Hace muchos años, y para nuestro bien, vino la transición y se cambiaron los hábitos y las leyes. Pero, como suele ocurrir en estos casos, sobrevino el “pendulazo” y empezaron a surgir formas nuevas y los convencidos de que autoridad y disciplina eran “cosas de la dictadura”. Y aparecieron los “profes colegui” a los que se debía tutear, y/o asociaciones de padres que trataban de invadir la necesaria independencia de los colegios. Y los padres que cuestionan las decisiones de los profesores cuando valoran o califican a sus hijos con algún insuficiente. O cuando les avisan de algún comportamiento inadecuado.

Porque, naturalmente, el profesor “tiene manía” a sus hijos, a los que dan más credibilidad que a los profesores.

Y claro, una parte de los docentes se rebelan, otros se deprimen y otros, la posición más lamentable, acaban aburridos de estar en esa tierra de nadie entre lo que deben hacer y las presiones del sistema y de las familias, y “pasan” olímpicamente, convirtiendo en oficio lo que era vocación.

» LISTA DE TAREAS:
**a)** Responde estas preguntas sobre el texto acerca de la autoridad de los profesores:
(i) ¿Qué vino hace muchos años, según el autor?
(ii) ¿A quiénes dan los padres más credibilidad que a los profesores?
(iii) ¿En qué convierten la vocación los docentes que “pasan” olímpicamente?
**b)** Enumera todas las reacciones de los docentes que recoge el texto sobre la autoridad de los profesores.
**c)** Continúa el texto sobre la autoridad de los profesores a partir de su última frase.

» EXTRACTO DE DATOS:

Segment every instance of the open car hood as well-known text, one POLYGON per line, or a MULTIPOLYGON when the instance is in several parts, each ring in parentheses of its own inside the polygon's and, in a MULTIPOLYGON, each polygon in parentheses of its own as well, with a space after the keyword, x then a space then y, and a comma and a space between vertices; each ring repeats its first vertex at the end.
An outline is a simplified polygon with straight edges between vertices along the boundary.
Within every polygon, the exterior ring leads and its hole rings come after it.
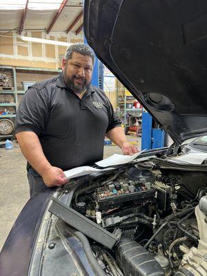
POLYGON ((85 0, 98 58, 177 143, 207 134, 207 2, 85 0))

» RESULTADOS POR TAREA:
**a)**
(i) La transición.
(ii) A sus hijos.
(iii) En oficio.

**b)**
- Se rebelan.
- Se deprimen.
- Acaban aburridos de estar en esa tierra de nadie y “pasan” olímpicamente.

**c)**
Porque un daño colateral de la enseñanza en tiempos de la democracia y de las nuevas libertades, es que políticos tan sobrados de ganas de “hacer cosas” como faltos de la formación adecuada, pusieron sus zarpas en la educación e hicieron saltar por el aire las reglas del juego y el posicionamiento de las piezas en el tablero de juego. En tiempos de la dictadura la enseñanza tenía sus bastantes “peros” en algunos temarios y “disfrutábamos” de la “formación del espíritu nacional”, pero, lo digo desde mi edad actual y sabiendo lo que digo y en el charco en el que me meto, era mucho menos “adoctrinante” de lo que se dice ahora. Solo que no era nada sutil.

Ahora tenemos una educación dirigida, fraccionada por autonomías, con unos libros de texto en los que “cuelan” lo que quieren colar o, lo que es más grave, omiten cosas que no deberían omitirse. Y difícilmente aprovechables para otros alumnos, lo que, sin ninguna duda, es un gran negocio para algunos.

Y al amparo de este desorden, y como digo anteriormente, aparecen los padres que exigen responsabilidades a los profesores de los malos resultados de sus “pobres” hijos. Hijos a los que en la mayoría de los casos les permiten demasiadas horas de televisión, o a los que regalan un teléfono móvil demasiado pronto.

Lo que antes era un bloque educativo en el que encajaban todas las piezas, se ha convertido en un “tú la llevas” de agrupaciones o sectores de población que rechazan responsabilidades y culpan a la otra parte.

Y mientras, los gobiernos de turno, o cedieron su autoridad, o se sumaron a la sarta de despropósitos bajando el listón de la exigencia académica. No importa el conocimiento, facilitemos las titulaciones. Aceptemos que pasen de curso alumnos con asignaturas suspendidas y carca, facha, o franquista el que piense que eso es un gran error.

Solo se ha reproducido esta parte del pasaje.